§ **Texto para leitura**
*Artigo
de Marta Arrais,
cronista
‘O
barulho está na moda. Estão na moda os arraiais, as festas e todos os convívios
que impliquem ruído em excesso. Refugiamo-nos em ambientes onde o volume pode
ser ampliado para o máximo. De preferência, ampliado a ponto de não
conseguirmos ouvir os que estão conosco. O barulho faz-nos esquecer do que nos
preocupa e do que nos consome os dias. Faz-nos ouvir uma voz que não é a nossa
e que não mora dentro de nós. Assim é fácil. O som distrai-nos. Abstrai-nos e
deixa-nos ilusoriamente felizes. Durante o tempo em que não nos ouvimos, não
precisamos de pensar, de lidar com assuntos mais ou menos difíceis.
O
silêncio não está na moda o suficiente. Se estamos calados, haverá sempre quem
pergunte se nos dói alguma coisa ou se há alguma nuvem a toldar-nos o pensamento.
Se não dizemos nada, é porque amuámos. Porque estamos tristes. Porque estamos
zangados. Porque estamos num dia não. O que não podemos é
estar calados por estar.
Acaba
por ser estranha e curiosa a forma como aceitamos o ruído que nos deixa surdos
e rejeitamos e estranhamos o silêncio.
Carros.
Buzinas. Música alta. Guitarras. Mensagens que caem no telefone. Notificações.

§ **Pedido escrito 1**
Reproduza os registos desde a linha que contém "Segment the riverbank", inclusive, até ao final, trocando "riverbank" por "shoreline" e mantendo tudo o resto inalterado.
O texto e os registos não têm qualquer relação entre si.

§ **Registos extraídos**

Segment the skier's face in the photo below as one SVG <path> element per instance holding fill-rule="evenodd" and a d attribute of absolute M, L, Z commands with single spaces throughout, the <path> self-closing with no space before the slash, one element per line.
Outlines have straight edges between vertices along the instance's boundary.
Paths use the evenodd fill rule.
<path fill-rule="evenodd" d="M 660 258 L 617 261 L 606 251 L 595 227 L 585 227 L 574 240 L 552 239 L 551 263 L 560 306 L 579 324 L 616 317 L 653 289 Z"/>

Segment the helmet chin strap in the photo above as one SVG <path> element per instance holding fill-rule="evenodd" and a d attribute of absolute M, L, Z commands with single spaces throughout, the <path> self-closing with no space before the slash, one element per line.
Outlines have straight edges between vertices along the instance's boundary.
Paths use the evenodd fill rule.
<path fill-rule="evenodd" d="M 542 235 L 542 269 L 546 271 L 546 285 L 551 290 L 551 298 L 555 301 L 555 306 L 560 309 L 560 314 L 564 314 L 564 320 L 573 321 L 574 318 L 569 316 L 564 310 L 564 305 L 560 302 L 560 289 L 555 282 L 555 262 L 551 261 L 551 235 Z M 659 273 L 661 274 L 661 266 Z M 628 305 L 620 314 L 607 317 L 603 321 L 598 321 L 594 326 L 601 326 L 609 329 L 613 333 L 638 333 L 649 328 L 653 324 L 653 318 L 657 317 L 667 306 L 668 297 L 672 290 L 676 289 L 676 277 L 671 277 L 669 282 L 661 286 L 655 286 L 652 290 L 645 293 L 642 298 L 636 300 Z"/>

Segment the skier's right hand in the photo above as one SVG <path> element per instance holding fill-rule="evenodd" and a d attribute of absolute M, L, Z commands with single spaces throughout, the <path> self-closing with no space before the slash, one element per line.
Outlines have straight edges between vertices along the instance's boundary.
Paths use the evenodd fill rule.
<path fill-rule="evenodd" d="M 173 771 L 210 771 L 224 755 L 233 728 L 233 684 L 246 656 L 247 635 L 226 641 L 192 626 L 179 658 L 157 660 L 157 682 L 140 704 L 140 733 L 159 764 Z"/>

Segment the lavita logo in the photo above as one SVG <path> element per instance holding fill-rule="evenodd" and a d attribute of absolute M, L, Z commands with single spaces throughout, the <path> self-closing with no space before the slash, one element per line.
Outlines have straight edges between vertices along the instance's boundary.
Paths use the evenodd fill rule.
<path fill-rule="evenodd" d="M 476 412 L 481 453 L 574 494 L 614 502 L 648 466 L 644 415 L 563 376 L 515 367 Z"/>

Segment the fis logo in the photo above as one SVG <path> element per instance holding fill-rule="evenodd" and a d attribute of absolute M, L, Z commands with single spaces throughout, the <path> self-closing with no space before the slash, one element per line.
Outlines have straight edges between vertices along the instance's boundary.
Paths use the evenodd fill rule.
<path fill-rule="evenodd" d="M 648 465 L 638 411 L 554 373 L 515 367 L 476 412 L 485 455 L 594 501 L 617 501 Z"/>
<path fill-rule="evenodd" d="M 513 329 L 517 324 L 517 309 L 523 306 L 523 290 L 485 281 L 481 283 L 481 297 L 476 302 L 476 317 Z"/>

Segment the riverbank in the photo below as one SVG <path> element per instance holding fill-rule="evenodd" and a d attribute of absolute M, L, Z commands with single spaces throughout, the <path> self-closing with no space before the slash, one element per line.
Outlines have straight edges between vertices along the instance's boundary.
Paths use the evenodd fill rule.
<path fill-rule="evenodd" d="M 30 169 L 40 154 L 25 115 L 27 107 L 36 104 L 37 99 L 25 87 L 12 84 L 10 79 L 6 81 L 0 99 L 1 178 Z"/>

§ **Pedido escrito 2**
Transcreva integralmente, sem qualquer alteração, o texto sobre o barulho e o silêncio.

§ **Resposta final 1**
Segment the shoreline in the photo below as one SVG <path> element per instance holding fill-rule="evenodd" and a d attribute of absolute M, L, Z commands with single spaces throughout, the <path> self-closing with no space before the slash, one element per line.
Outlines have straight edges between vertices along the instance's boundary.
Paths use the evenodd fill rule.
<path fill-rule="evenodd" d="M 30 169 L 40 154 L 25 115 L 27 107 L 36 104 L 37 99 L 25 87 L 12 84 L 10 79 L 6 81 L 0 99 L 1 178 Z"/>

§ **Resposta final 2**
*Artigo
de Marta Arrais,
cronista
‘O
barulho está na moda. Estão na moda os arraiais, as festas e todos os convívios
que impliquem ruído em excesso. Refugiamo-nos em ambientes onde o volume pode
ser ampliado para o máximo. De preferência, ampliado a ponto de não
conseguirmos ouvir os que estão conosco. O barulho faz-nos esquecer do que nos
preocupa e do que nos consome os dias. Faz-nos ouvir uma voz que não é a nossa
e que não mora dentro de nós. Assim é fácil. O som distrai-nos. Abstrai-nos e
deixa-nos ilusoriamente felizes. Durante o tempo em que não nos ouvimos, não
precisamos de pensar, de lidar com assuntos mais ou menos difíceis.
O
silêncio não está na moda o suficiente. Se estamos calados, haverá sempre quem
pergunte se nos dói alguma coisa ou se há alguma nuvem a toldar-nos o pensamento.
Se não dizemos nada, é porque amuámos. Porque estamos tristes. Porque estamos
zangados. Porque estamos num dia não. O que não podemos é
estar calados por estar.
Acaba
por ser estranha e curiosa a forma como aceitamos o ruído que nos deixa surdos
e rejeitamos e estranhamos o silêncio.
Carros.
Buzinas. Música alta. Guitarras. Mensagens que caem no telefone. Notificações.